» **Supplied records**
-*-*-
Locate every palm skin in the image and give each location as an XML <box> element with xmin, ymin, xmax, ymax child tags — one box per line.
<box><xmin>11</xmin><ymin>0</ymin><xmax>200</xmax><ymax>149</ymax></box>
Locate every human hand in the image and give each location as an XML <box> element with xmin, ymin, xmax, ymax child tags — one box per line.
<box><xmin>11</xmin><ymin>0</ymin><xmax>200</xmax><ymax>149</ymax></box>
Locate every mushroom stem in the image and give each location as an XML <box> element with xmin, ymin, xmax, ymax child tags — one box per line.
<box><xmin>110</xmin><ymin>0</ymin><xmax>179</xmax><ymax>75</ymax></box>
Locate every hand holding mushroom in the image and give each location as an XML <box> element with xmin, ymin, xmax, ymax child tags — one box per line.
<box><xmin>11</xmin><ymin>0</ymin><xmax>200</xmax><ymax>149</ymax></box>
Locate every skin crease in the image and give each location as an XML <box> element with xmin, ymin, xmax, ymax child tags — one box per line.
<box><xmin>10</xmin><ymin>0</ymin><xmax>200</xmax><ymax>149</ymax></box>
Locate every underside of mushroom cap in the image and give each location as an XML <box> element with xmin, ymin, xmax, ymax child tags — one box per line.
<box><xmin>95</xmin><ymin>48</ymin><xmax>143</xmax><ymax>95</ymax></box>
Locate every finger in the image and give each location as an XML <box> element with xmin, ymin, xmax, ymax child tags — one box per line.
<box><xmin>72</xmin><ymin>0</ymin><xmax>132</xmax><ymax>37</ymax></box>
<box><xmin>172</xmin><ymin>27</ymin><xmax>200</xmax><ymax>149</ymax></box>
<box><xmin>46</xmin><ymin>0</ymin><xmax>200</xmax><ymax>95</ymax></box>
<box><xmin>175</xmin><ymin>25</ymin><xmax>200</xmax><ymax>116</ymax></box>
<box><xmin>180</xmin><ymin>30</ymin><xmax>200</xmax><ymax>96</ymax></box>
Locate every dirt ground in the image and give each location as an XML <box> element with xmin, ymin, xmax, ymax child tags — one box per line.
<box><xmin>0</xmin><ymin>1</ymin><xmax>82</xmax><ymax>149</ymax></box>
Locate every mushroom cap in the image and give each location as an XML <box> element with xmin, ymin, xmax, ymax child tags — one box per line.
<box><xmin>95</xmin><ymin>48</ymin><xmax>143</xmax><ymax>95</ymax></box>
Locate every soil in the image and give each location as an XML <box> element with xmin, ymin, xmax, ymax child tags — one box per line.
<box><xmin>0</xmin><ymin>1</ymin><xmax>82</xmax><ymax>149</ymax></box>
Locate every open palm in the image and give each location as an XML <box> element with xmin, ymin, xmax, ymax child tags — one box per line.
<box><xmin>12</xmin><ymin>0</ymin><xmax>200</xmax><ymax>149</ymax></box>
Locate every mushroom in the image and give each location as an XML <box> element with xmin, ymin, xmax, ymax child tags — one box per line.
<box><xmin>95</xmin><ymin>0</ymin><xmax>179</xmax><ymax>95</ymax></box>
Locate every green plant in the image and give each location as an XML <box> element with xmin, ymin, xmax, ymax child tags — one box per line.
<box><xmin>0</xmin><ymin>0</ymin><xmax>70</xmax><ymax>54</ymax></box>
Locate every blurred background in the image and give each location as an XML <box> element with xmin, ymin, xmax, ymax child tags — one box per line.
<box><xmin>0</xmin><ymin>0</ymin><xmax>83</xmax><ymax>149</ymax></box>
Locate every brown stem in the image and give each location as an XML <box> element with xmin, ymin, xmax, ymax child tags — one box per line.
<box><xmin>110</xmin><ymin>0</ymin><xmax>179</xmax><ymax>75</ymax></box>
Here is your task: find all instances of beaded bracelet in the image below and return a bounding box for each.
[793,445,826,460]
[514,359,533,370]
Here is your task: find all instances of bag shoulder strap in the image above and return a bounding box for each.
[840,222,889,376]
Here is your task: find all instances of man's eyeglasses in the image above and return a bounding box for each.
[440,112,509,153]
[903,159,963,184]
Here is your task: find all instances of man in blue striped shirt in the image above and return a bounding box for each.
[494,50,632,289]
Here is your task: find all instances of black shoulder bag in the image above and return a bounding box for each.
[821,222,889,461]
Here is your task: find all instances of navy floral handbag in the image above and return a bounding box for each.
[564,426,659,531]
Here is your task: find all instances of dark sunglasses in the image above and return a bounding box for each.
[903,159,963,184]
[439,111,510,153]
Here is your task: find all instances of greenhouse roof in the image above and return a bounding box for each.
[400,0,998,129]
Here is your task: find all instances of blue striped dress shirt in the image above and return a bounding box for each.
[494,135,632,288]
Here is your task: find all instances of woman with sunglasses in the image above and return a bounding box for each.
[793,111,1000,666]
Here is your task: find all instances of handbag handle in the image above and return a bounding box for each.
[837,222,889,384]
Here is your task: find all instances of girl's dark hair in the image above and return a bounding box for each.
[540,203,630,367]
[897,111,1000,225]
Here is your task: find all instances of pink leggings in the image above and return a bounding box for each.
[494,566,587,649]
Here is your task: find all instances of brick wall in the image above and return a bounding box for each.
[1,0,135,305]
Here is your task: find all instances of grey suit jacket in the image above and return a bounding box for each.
-*-*-
» **The problem**
With no line skipped, output the listing in full.

» **Exercise answer**
Locate every palm skin in the image and give each location as an XML <box> element with xmin, ymin, xmax, ymax child tags — one box per line.
<box><xmin>11</xmin><ymin>0</ymin><xmax>200</xmax><ymax>149</ymax></box>
Locate every human hand in the image and give each location as an XML <box> element with xmin, ymin, xmax, ymax child tags — one box per line.
<box><xmin>11</xmin><ymin>0</ymin><xmax>200</xmax><ymax>149</ymax></box>
Locate every mushroom stem in the image and give each location as an XML <box> element with xmin, ymin, xmax, ymax child tags — one box per line.
<box><xmin>110</xmin><ymin>0</ymin><xmax>179</xmax><ymax>75</ymax></box>
Locate every hand holding mushroom in the image and give each location as an XML <box> element with xmin, ymin, xmax, ymax child tags — one box per line.
<box><xmin>11</xmin><ymin>0</ymin><xmax>200</xmax><ymax>149</ymax></box>
Locate every skin crease in the image and give each location as an XML <box> element with xmin, ymin, xmax, ymax child tags — one box per line.
<box><xmin>10</xmin><ymin>0</ymin><xmax>200</xmax><ymax>149</ymax></box>
Locate every underside of mushroom cap in the image and give each location as an XML <box> element with xmin, ymin, xmax, ymax child tags — one box per line.
<box><xmin>95</xmin><ymin>48</ymin><xmax>143</xmax><ymax>95</ymax></box>
Locate every finger in the image and give each location as an XML <box> element with xmin, ymin, xmax, ymax child tags — one box per line.
<box><xmin>72</xmin><ymin>0</ymin><xmax>132</xmax><ymax>37</ymax></box>
<box><xmin>172</xmin><ymin>27</ymin><xmax>200</xmax><ymax>149</ymax></box>
<box><xmin>46</xmin><ymin>0</ymin><xmax>200</xmax><ymax>95</ymax></box>
<box><xmin>175</xmin><ymin>25</ymin><xmax>200</xmax><ymax>116</ymax></box>
<box><xmin>180</xmin><ymin>30</ymin><xmax>200</xmax><ymax>96</ymax></box>
Locate every dirt ground in the image and give each location as an XML <box> element with xmin, ymin, xmax, ymax child tags — one box per line.
<box><xmin>0</xmin><ymin>1</ymin><xmax>82</xmax><ymax>149</ymax></box>
Locate every mushroom cap in the image and give each location as an XML <box> element with xmin, ymin, xmax, ymax child tags — one box per line.
<box><xmin>95</xmin><ymin>48</ymin><xmax>143</xmax><ymax>95</ymax></box>
Locate every soil in the image and give each location as an XML <box> element with xmin, ymin, xmax, ymax child tags — one box per line.
<box><xmin>0</xmin><ymin>1</ymin><xmax>82</xmax><ymax>149</ymax></box>
Locate every open palm in the image and give each location as an XML <box> element with xmin, ymin, xmax, ymax child tags — one box per line.
<box><xmin>12</xmin><ymin>0</ymin><xmax>200</xmax><ymax>149</ymax></box>
Locate every mushroom in the image and give each location as an XML <box> element with xmin, ymin, xmax, ymax child tags — one box per line.
<box><xmin>95</xmin><ymin>0</ymin><xmax>179</xmax><ymax>95</ymax></box>
Locate every green plant in the image and give each location as an XML <box> element with xmin, ymin, xmax, ymax child tags — one box per line.
<box><xmin>0</xmin><ymin>0</ymin><xmax>70</xmax><ymax>54</ymax></box>
Locate every blurred background in the image and give each location as an XML <box> element with xmin, ymin, xmax, ymax child tags — one box per line.
<box><xmin>0</xmin><ymin>0</ymin><xmax>83</xmax><ymax>149</ymax></box>
Locate every brown stem in the image and give each location as an XML <box> element with xmin, ymin, xmax, ymax child tags — one box per line.
<box><xmin>110</xmin><ymin>0</ymin><xmax>179</xmax><ymax>75</ymax></box>
Here is your task: find all instances of beaded bracelet in the image below and return a bounding box for each.
[793,445,826,460]
[514,359,533,370]
Here is your task: find all instances of bag shoulder strap in the image above and return a bounding box for each.
[840,222,889,376]
Here is your task: find all instances of man's eyeglasses in the image above and return a bounding box for each.
[440,112,509,153]
[903,159,963,184]
Here is your task: find all instances of man in blue striped shirt in the image above and return a bounding box for each.
[494,50,632,289]
Here is your task: find all instances of black shoulder bag in the image above and return a bounding box for each.
[821,222,889,461]
Here is your task: find all instances of navy floral handbag in the image above and return a bounding box for each.
[564,426,659,531]
Here is your task: find all instances of dark sunglasses in the image above and return a bounding box for each.
[903,159,963,184]
[439,111,510,153]
Here is your task: find all instances of greenhouse roof in the image above and return a bounding box for each.
[400,0,998,129]
Here is your task: find all instances of blue striped dress shirt in the image above and return a bounding box for each.
[494,135,632,288]
Here is your task: find all instances of woman with sunglasses in the image above and return a bounding box for each.
[793,111,1000,666]
Here is your task: find all instances of handbag handle in the image above and return a bounding box for each.
[837,222,889,384]
Here is your task: find all instances of girl's dark hair in the image above and return a bounding box for each.
[540,203,630,367]
[897,111,1000,225]
Here is your task: find all instances of pink leggings in the image above and return a bounding box for each.
[494,566,587,649]
Here is your task: find all instances of brick wall in the image above and return a bounding box for each.
[1,0,135,305]
Here is your task: find all instances of grey suit jacket in the image above and return a bounding box for each.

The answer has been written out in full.